Source data:
++++++++++++++++++++

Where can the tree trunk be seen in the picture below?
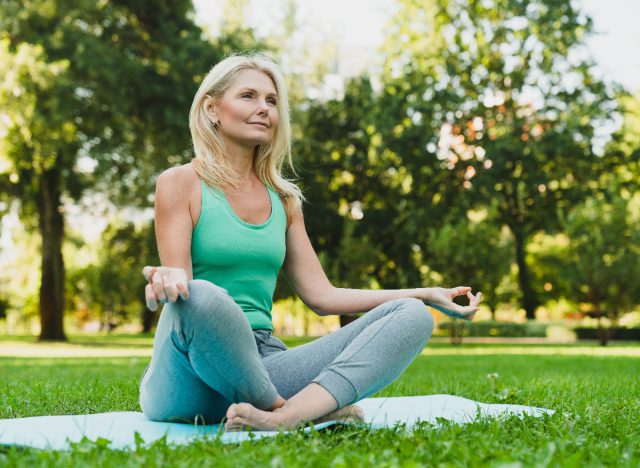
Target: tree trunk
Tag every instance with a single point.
(529, 299)
(51, 223)
(603, 333)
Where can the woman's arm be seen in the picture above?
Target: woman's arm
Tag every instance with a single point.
(174, 225)
(309, 281)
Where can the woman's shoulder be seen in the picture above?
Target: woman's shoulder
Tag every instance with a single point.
(178, 185)
(179, 177)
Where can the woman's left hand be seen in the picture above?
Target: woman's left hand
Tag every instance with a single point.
(443, 297)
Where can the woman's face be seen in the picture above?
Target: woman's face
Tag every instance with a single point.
(247, 114)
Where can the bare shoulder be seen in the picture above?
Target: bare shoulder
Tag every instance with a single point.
(179, 176)
(178, 184)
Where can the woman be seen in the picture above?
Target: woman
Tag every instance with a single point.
(225, 224)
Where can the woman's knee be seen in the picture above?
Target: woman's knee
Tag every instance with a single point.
(205, 298)
(417, 315)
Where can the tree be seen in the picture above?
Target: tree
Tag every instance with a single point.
(472, 253)
(604, 247)
(114, 286)
(514, 101)
(96, 95)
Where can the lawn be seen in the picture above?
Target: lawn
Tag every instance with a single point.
(595, 392)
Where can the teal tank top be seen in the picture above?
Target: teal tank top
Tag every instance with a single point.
(240, 257)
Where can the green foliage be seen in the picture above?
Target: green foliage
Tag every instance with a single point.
(4, 306)
(604, 250)
(615, 333)
(596, 397)
(499, 96)
(490, 328)
(472, 253)
(97, 96)
(113, 289)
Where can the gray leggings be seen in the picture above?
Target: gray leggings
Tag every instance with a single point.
(206, 357)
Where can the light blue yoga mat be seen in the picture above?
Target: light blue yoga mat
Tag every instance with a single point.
(57, 432)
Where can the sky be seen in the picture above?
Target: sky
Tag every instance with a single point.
(358, 25)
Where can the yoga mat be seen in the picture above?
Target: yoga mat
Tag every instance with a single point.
(122, 429)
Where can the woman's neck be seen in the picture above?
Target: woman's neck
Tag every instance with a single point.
(241, 160)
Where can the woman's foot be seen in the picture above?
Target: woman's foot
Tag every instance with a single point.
(351, 413)
(243, 415)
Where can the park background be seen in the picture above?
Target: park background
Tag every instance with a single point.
(488, 142)
(493, 144)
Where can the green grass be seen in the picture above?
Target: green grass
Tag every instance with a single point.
(595, 392)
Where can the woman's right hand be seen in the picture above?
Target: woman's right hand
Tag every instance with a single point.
(166, 284)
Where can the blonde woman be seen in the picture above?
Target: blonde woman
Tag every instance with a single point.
(226, 223)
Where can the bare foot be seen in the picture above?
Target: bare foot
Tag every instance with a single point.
(351, 413)
(243, 415)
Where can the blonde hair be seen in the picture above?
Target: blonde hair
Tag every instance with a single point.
(211, 160)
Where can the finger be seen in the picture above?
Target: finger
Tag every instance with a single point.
(148, 272)
(183, 291)
(461, 290)
(172, 292)
(150, 298)
(474, 300)
(158, 287)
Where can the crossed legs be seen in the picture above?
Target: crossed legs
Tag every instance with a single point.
(206, 364)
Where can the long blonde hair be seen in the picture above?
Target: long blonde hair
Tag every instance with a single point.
(211, 160)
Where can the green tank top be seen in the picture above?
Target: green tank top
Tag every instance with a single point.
(240, 257)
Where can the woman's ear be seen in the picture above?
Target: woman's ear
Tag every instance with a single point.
(210, 109)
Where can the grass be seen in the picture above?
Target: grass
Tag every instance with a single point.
(595, 392)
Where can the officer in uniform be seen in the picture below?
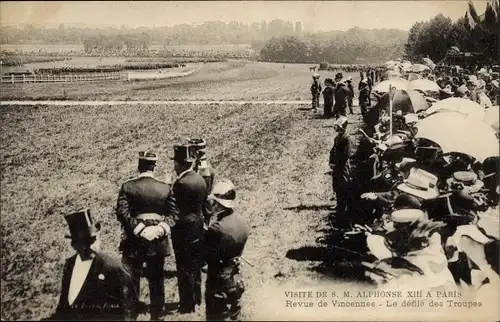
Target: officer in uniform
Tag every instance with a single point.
(190, 191)
(146, 209)
(328, 98)
(203, 168)
(341, 165)
(315, 91)
(224, 242)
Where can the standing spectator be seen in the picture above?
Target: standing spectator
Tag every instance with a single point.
(94, 286)
(341, 165)
(146, 209)
(315, 91)
(350, 94)
(190, 192)
(328, 98)
(340, 99)
(224, 242)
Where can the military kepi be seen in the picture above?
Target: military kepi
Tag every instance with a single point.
(81, 225)
(148, 156)
(183, 153)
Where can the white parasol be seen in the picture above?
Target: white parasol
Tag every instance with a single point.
(455, 132)
(462, 106)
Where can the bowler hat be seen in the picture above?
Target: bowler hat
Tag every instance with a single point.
(81, 225)
(184, 153)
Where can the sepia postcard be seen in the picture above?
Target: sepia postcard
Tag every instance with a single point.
(250, 160)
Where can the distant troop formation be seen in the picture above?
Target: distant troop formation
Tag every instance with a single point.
(193, 215)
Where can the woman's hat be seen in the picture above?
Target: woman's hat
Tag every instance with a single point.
(184, 153)
(81, 225)
(224, 193)
(421, 184)
(148, 156)
(407, 216)
(465, 178)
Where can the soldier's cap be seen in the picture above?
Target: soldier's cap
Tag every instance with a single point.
(224, 193)
(148, 156)
(406, 216)
(341, 122)
(81, 225)
(184, 153)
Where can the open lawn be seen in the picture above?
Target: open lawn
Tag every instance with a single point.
(58, 159)
(233, 80)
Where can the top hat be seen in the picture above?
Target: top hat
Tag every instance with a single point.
(406, 216)
(224, 193)
(184, 153)
(421, 184)
(81, 225)
(148, 156)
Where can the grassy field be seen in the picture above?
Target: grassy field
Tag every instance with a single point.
(233, 80)
(58, 159)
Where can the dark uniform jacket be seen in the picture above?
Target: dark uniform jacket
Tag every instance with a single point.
(143, 195)
(190, 192)
(364, 96)
(106, 293)
(316, 88)
(340, 157)
(224, 240)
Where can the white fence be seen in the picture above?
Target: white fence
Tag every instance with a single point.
(33, 78)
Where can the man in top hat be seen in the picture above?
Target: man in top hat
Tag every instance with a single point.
(190, 191)
(94, 286)
(350, 94)
(341, 94)
(204, 168)
(145, 209)
(315, 91)
(224, 242)
(364, 96)
(341, 165)
(328, 98)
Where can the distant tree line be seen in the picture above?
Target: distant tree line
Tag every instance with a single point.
(208, 33)
(435, 37)
(355, 45)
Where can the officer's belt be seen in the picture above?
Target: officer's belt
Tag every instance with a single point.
(149, 216)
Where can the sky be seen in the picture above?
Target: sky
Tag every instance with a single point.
(314, 15)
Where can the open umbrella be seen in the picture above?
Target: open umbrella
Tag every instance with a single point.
(413, 76)
(418, 68)
(424, 85)
(403, 100)
(383, 86)
(455, 132)
(428, 62)
(463, 106)
(491, 117)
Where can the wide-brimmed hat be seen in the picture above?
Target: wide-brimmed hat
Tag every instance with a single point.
(447, 90)
(148, 156)
(465, 178)
(224, 193)
(81, 225)
(421, 184)
(407, 216)
(184, 153)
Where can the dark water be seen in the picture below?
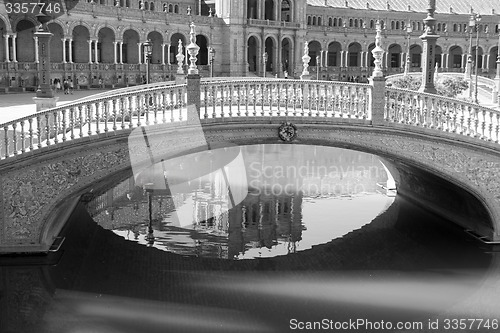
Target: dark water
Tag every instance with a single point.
(329, 254)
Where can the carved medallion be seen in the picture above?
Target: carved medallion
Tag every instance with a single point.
(287, 132)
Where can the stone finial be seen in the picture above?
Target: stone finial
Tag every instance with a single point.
(180, 58)
(193, 50)
(305, 60)
(378, 53)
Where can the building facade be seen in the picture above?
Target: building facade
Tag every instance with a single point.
(101, 42)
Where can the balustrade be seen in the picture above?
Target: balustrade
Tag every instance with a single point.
(163, 103)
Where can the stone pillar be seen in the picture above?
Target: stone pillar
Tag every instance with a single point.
(64, 50)
(193, 96)
(14, 48)
(7, 53)
(429, 39)
(90, 51)
(37, 57)
(121, 52)
(70, 41)
(96, 52)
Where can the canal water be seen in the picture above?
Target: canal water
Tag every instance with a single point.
(265, 238)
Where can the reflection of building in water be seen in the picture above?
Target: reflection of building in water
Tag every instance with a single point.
(263, 220)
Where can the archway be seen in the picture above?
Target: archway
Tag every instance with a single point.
(80, 49)
(105, 46)
(286, 47)
(354, 55)
(202, 42)
(25, 44)
(252, 54)
(56, 43)
(252, 9)
(174, 42)
(130, 42)
(269, 10)
(394, 53)
(314, 51)
(455, 57)
(269, 49)
(157, 53)
(334, 51)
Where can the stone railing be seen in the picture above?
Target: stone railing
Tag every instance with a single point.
(218, 98)
(267, 98)
(441, 113)
(159, 103)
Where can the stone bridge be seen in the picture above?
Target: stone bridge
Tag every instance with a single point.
(443, 153)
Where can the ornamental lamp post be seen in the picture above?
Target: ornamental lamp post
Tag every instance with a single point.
(318, 67)
(468, 67)
(148, 51)
(409, 30)
(211, 52)
(264, 59)
(476, 18)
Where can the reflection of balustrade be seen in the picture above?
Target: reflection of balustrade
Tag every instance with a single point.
(441, 113)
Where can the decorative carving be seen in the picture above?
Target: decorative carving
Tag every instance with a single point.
(287, 132)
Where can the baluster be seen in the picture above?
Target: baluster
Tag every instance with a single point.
(497, 127)
(230, 100)
(164, 106)
(97, 117)
(30, 131)
(140, 103)
(64, 123)
(47, 128)
(6, 140)
(476, 122)
(56, 127)
(490, 127)
(14, 139)
(23, 138)
(238, 100)
(114, 114)
(172, 106)
(483, 124)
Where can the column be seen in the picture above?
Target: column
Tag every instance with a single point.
(115, 51)
(7, 53)
(64, 50)
(90, 51)
(163, 51)
(36, 50)
(70, 41)
(121, 52)
(96, 58)
(139, 45)
(14, 48)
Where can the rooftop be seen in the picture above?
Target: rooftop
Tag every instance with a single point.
(484, 7)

++++++++++++++++++++

▶ _What is needed_: Reproduce only the lines running from the one with "Where can the archway" through the final line of the listing above, both ends included.

▶ _Response to this exercise_:
Where can the archway be seen in the picture above?
Target: archway
Tag every instance with a single point.
(80, 49)
(105, 46)
(286, 47)
(354, 55)
(202, 42)
(25, 44)
(252, 54)
(56, 43)
(252, 9)
(174, 42)
(130, 42)
(269, 10)
(394, 53)
(314, 51)
(455, 57)
(269, 49)
(157, 53)
(334, 51)
Where can the stone railing be seen in the picture above?
Target: stone railing
Tag every instance with a single point.
(218, 98)
(267, 98)
(441, 113)
(159, 103)
Where can the stone bridge be seen in the picture above?
Target: stone bridge
Tag every instance with a single point.
(443, 153)
Where can the ornamental lamp post be seen in the picture above?
Target: ornamental lamp post
Tag every instance with a single point.
(318, 67)
(468, 67)
(148, 51)
(409, 30)
(211, 52)
(264, 59)
(476, 18)
Where can the reflection of balustrade be seen in the picture above?
Target: reflection of balustrade
Tag every instance with a single point.
(441, 113)
Where can the decorative carving be seen in the picture above?
Target: decorative carving
Tag every instance with a single point.
(287, 132)
Where can the baluster be seen in the picture above?
Target: baluster
Tag every instance with a single point.
(497, 127)
(230, 100)
(164, 106)
(97, 117)
(30, 131)
(140, 103)
(64, 123)
(47, 128)
(6, 140)
(476, 122)
(56, 127)
(490, 127)
(14, 139)
(23, 138)
(238, 100)
(114, 114)
(172, 106)
(483, 124)
Where can the column be seen in the picture above?
Target: column
Tag every instance with a single point.
(115, 51)
(7, 53)
(64, 50)
(90, 51)
(163, 51)
(36, 50)
(70, 41)
(121, 52)
(96, 58)
(139, 45)
(14, 48)
Where can the rooftop be seen in the picture above?
Target: rooftop
Tag every instance with a single point.
(484, 7)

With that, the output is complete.